- [Activity]:
What follows is a block of records; reproduce all of it verbatim.

- [Recorded data]:
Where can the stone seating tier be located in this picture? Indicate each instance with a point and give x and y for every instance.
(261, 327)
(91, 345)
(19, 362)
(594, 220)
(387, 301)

- [Exercise response]:
Where can the stone seating tier be located in this picture? Indicate each instance with a point and give x and y for every instance.
(261, 327)
(91, 345)
(19, 362)
(594, 220)
(387, 301)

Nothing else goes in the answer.